TASK STATEMENT: In the listing, rewrite the lines from the one containing "441L398 434L386 440L389" through the end, inclusive, replacing "rough mask" with "coarse mask" and keeping everything else the same. Output only those lines.

DATA FOR THE TASK:
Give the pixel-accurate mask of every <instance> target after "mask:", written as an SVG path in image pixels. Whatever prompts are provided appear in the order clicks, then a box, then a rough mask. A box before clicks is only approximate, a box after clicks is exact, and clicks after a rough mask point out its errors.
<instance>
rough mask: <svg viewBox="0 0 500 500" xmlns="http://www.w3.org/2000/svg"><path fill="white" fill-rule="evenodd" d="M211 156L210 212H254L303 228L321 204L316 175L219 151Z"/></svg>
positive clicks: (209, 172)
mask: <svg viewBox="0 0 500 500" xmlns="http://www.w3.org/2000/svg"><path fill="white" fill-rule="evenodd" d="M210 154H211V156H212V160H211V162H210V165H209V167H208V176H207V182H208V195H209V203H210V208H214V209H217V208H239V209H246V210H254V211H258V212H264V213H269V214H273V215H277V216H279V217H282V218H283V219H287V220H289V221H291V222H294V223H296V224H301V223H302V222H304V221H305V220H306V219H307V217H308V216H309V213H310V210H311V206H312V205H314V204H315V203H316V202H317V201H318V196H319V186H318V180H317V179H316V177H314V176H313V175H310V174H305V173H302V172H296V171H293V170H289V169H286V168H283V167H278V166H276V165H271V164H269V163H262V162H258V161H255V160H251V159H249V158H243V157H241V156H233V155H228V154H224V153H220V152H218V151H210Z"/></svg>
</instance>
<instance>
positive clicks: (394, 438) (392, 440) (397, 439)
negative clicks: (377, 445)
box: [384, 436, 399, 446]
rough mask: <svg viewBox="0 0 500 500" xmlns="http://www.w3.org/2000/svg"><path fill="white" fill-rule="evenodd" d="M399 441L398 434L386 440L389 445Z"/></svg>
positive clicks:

RESPONSE AREA:
coarse mask: <svg viewBox="0 0 500 500" xmlns="http://www.w3.org/2000/svg"><path fill="white" fill-rule="evenodd" d="M399 441L398 434L386 440L389 445Z"/></svg>
positive clicks:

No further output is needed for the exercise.